**Information**

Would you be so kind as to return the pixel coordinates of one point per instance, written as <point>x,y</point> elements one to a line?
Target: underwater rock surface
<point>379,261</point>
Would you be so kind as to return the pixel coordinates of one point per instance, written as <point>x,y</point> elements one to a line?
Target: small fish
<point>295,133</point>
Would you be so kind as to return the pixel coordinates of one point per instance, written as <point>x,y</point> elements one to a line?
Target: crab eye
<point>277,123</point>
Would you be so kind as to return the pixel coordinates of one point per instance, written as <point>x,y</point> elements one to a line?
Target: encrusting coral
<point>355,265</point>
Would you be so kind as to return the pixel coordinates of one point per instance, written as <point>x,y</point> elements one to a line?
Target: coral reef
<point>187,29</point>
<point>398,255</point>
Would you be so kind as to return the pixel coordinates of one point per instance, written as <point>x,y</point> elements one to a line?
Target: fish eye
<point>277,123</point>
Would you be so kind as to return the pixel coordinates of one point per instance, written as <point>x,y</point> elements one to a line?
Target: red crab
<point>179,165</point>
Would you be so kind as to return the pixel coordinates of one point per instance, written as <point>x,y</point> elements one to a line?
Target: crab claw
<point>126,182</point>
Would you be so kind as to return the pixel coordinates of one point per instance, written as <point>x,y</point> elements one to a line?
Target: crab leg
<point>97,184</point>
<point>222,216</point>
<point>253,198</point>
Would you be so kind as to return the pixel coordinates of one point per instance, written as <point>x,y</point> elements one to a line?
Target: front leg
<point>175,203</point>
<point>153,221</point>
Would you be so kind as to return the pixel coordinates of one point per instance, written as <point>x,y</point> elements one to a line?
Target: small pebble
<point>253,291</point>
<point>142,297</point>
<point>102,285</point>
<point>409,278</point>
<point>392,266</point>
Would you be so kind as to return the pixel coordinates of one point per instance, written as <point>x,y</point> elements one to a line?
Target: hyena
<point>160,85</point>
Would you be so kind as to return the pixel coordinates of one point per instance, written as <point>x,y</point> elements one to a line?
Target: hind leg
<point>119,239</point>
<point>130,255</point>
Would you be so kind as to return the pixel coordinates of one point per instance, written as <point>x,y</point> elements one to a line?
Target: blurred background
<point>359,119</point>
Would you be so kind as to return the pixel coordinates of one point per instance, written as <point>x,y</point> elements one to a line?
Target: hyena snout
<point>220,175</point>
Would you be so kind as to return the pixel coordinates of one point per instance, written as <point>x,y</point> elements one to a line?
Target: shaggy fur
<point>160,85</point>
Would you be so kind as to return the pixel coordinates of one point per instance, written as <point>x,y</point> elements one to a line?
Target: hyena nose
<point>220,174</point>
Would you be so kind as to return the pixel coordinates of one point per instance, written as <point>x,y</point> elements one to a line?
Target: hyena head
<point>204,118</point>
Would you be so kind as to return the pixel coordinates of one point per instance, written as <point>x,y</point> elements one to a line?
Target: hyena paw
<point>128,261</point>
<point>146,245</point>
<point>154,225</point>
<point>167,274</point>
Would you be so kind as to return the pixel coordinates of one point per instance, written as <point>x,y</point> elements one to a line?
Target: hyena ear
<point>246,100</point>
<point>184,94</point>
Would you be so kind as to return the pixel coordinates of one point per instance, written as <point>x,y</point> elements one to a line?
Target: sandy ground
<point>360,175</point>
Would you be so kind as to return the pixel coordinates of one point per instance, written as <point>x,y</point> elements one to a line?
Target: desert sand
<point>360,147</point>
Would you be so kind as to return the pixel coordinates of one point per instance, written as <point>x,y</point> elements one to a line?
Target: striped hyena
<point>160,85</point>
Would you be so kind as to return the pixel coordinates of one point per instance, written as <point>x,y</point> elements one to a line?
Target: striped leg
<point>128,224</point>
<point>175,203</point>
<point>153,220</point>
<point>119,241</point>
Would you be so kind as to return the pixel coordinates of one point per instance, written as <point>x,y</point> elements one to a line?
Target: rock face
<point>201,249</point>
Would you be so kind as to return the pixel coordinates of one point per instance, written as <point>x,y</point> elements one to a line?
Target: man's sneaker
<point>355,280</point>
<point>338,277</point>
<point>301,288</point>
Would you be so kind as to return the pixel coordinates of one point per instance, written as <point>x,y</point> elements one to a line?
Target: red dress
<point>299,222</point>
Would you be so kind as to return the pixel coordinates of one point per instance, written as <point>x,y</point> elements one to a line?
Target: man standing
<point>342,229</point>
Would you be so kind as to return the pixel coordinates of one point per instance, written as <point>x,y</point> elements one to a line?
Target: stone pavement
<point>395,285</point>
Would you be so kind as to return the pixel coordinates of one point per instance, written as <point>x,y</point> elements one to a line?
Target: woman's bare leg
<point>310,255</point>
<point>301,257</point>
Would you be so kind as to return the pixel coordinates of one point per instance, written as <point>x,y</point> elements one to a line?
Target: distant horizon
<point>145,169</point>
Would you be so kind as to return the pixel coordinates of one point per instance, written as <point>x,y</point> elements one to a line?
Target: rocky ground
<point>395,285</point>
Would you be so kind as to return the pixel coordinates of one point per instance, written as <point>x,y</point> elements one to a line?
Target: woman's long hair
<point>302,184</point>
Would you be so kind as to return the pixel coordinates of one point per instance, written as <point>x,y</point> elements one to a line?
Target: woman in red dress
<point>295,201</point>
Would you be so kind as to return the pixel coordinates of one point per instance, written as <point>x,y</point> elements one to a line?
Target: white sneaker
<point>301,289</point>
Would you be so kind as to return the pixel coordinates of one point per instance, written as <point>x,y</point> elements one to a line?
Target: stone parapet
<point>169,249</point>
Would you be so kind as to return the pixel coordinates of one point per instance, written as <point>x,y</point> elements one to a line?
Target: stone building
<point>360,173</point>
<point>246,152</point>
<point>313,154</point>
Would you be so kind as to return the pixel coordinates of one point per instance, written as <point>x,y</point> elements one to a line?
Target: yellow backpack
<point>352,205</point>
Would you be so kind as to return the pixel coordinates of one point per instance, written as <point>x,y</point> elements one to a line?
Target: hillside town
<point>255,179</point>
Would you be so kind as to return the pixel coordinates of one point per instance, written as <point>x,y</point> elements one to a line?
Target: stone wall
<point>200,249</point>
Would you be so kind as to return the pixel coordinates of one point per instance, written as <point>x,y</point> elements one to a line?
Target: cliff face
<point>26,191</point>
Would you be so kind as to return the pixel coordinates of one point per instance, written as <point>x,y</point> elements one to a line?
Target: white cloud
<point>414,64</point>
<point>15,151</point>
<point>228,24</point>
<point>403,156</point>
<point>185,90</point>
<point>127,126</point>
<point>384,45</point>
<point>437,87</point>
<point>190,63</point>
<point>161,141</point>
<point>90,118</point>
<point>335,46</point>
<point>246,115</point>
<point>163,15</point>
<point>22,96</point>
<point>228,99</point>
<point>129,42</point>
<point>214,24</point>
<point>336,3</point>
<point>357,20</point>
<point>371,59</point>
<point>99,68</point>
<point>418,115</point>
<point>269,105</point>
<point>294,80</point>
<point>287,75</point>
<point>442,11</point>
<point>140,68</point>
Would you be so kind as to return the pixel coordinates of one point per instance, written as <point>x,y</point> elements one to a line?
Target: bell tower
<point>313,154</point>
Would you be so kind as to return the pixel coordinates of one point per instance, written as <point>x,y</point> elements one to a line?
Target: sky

**The task**
Each record above needs to be written out exactly, with nothing left out.

**Output for this task**
Would you be so kind as to return the pixel coordinates of one point per instance, written as <point>x,y</point> elements one to a line?
Target: underwater rock surface
<point>379,261</point>
Would you be so kind as to return the pixel coordinates of one point per instance, written as <point>x,y</point> elements one to a line?
Target: small fish
<point>295,133</point>
Would you be so kind as to return the pixel coordinates of one point per instance, written as <point>x,y</point> elements one to a line?
Target: crab eye
<point>277,123</point>
Would you be so kind as to return the pixel coordinates of one point per instance, written as <point>x,y</point> elements one to a line?
Target: encrusting coral
<point>355,265</point>
Would you be so kind as to return the pixel coordinates of one point per instance, written as <point>x,y</point> elements one to a line?
Target: coral reef
<point>187,29</point>
<point>398,255</point>
Would you be so kind as to return the pixel coordinates of one point per instance, written as <point>x,y</point> elements one to a line?
Target: fish eye
<point>277,123</point>
Would you be so kind as to return the pixel coordinates of one point per instance, written as <point>x,y</point> elements one to a line?
Target: red crab
<point>179,165</point>
Would you be so kind as to return the pixel coordinates of one point per instance, written as <point>x,y</point> elements one to a line?
Target: crab claw
<point>126,182</point>
Would you be so kind as to return the pixel coordinates of one point per instance, written as <point>x,y</point> elements one to a line?
Target: crab leg
<point>97,184</point>
<point>222,216</point>
<point>253,198</point>
Would you be so kind as to return the pixel coordinates of one point per instance, written as <point>x,y</point> elements one to a line?
Target: front leg
<point>175,203</point>
<point>153,221</point>
Would you be so kind as to return the pixel coordinates of one point per instance, written as <point>x,y</point> elements one to a line?
Target: small pebble
<point>253,291</point>
<point>142,297</point>
<point>102,285</point>
<point>409,278</point>
<point>392,266</point>
Would you be so kind as to return the pixel coordinates of one point per instance, written as <point>x,y</point> elements one to a line?
Target: hyena
<point>160,85</point>
Would you be so kind as to return the pixel coordinates of one point per instance, written as <point>x,y</point> elements one to a line?
Target: hind leg
<point>119,239</point>
<point>130,255</point>
Would you be so kind as to return the pixel coordinates of one point per instance, written as <point>x,y</point> elements one to a line?
Target: blurred background
<point>359,119</point>
Would you be so kind as to return the pixel coordinates of one point per instance, written as <point>x,y</point> elements one to a line?
Target: hyena snout
<point>220,175</point>
Would you be so kind as to return the pixel coordinates of one point per instance, written as <point>x,y</point> elements one to a line?
Target: shaggy fur
<point>160,85</point>
Would you be so kind as to return the pixel coordinates of one point per instance, written as <point>x,y</point> elements one to a line?
Target: hyena nose
<point>220,174</point>
Would you be so kind as to return the pixel coordinates of one point per instance, written as <point>x,y</point> elements one to a line?
Target: hyena head
<point>204,118</point>
Would you be so kind as to return the pixel coordinates of one point per instance, written as <point>x,y</point> elements one to a line?
Target: hyena paw
<point>128,261</point>
<point>146,245</point>
<point>154,225</point>
<point>167,274</point>
Would you be so kind as to return the pixel coordinates of one point per instance, written as <point>x,y</point> elements one to a line?
Target: hyena ear
<point>246,100</point>
<point>184,94</point>
Would you be so kind as to return the pixel coordinates of one point per instance, written as <point>x,y</point> elements one to a line?
Target: sandy ground
<point>360,175</point>
Would you be so kind as to return the pixel coordinates of one point per instance, written as <point>x,y</point> elements one to a line?
Target: desert sand
<point>360,147</point>
Would you be so kind as to return the pixel coordinates of one point per instance, written as <point>x,y</point> elements one to a line?
Target: striped hyena
<point>160,85</point>
Would you be so kind as to return the pixel coordinates of one point per instance, written as <point>x,y</point> elements one to a line?
Target: striped leg
<point>128,224</point>
<point>175,203</point>
<point>153,220</point>
<point>119,241</point>
Would you be so kind as to return the pixel coordinates of one point per instance, written as <point>x,y</point> elements one to a line?
Target: rock face
<point>201,249</point>
Would you be so kind as to return the pixel coordinates of one point per instance, written as <point>x,y</point> elements one to a line?
Target: man's sneaker
<point>355,280</point>
<point>338,277</point>
<point>301,288</point>
Would you be so kind as to return the pixel coordinates of one point per instance, written as <point>x,y</point> elements one to a line?
Target: red dress
<point>299,222</point>
Would you be so kind as to return the pixel coordinates of one point per instance, written as <point>x,y</point> elements one to a line?
Target: man standing
<point>342,229</point>
Would you be so kind as to return the pixel coordinates of one point per instance, written as <point>x,y</point> elements one to a line?
Target: stone pavement
<point>395,285</point>
Would you be so kind as to return the pixel coordinates of one point per instance, written as <point>x,y</point> elements one to a line?
Target: woman's bare leg
<point>310,255</point>
<point>301,257</point>
Would you be so kind as to return the pixel coordinates of one point per instance, written as <point>x,y</point> elements one to a line?
Target: distant horizon
<point>145,169</point>
Would you be so kind as to return the pixel coordinates of one point per instance, written as <point>x,y</point> elements one to a line?
Target: rocky ground
<point>395,285</point>
Would you be so kind as to return the pixel coordinates of one point per instance, written as <point>x,y</point> elements one to a line?
Target: woman's long hair
<point>302,184</point>
Would you be so kind as to return the pixel coordinates of one point per instance, written as <point>x,y</point> elements one to a line?
Target: woman in red dress
<point>295,201</point>
Would you be so kind as to return the pixel coordinates of one point per instance, written as <point>x,y</point> elements one to a line?
Target: white sneaker
<point>301,289</point>
Would you be so kind as to return the pixel coordinates of one point per instance, written as <point>x,y</point> elements one to a line?
Target: stone parapet
<point>169,249</point>
Would you be so kind as to return the pixel coordinates of one point per instance, written as <point>x,y</point> elements one to a line?
Target: stone building
<point>360,173</point>
<point>246,152</point>
<point>313,154</point>
Would you be so kind as to return the pixel coordinates of one point per instance, written as <point>x,y</point> elements one to a line?
Target: yellow backpack
<point>352,205</point>
Would you be so kind as to return the pixel coordinates of one point per instance, written as <point>x,y</point> elements one to a line?
Target: hillside town
<point>255,179</point>
Would you be so kind as to return the pixel coordinates of one point per instance, written as <point>x,y</point> elements one to a line?
Target: stone wall
<point>200,249</point>
Would you be so kind as to return the pixel coordinates of one point per instance, written as <point>x,y</point> elements one to a line?
Target: cliff face
<point>26,191</point>
Would you be so kind as to return the pixel coordinates of one point per instance, written as <point>x,y</point> elements one to a line?
Target: white cloud
<point>414,64</point>
<point>15,151</point>
<point>228,24</point>
<point>403,156</point>
<point>185,90</point>
<point>127,126</point>
<point>384,45</point>
<point>437,87</point>
<point>190,63</point>
<point>161,141</point>
<point>90,118</point>
<point>335,46</point>
<point>246,115</point>
<point>163,15</point>
<point>22,96</point>
<point>228,99</point>
<point>129,42</point>
<point>214,24</point>
<point>336,3</point>
<point>357,20</point>
<point>371,59</point>
<point>99,68</point>
<point>418,115</point>
<point>269,105</point>
<point>294,80</point>
<point>287,75</point>
<point>442,11</point>
<point>140,68</point>
Would you be so kind as to return the pixel coordinates of one point per instance, written as <point>x,y</point> elements one to a line?
Target: bell tower
<point>313,154</point>
Would you be so kind as to return the pixel coordinates of one point per instance, written as <point>x,y</point> elements one to a line?
Target: sky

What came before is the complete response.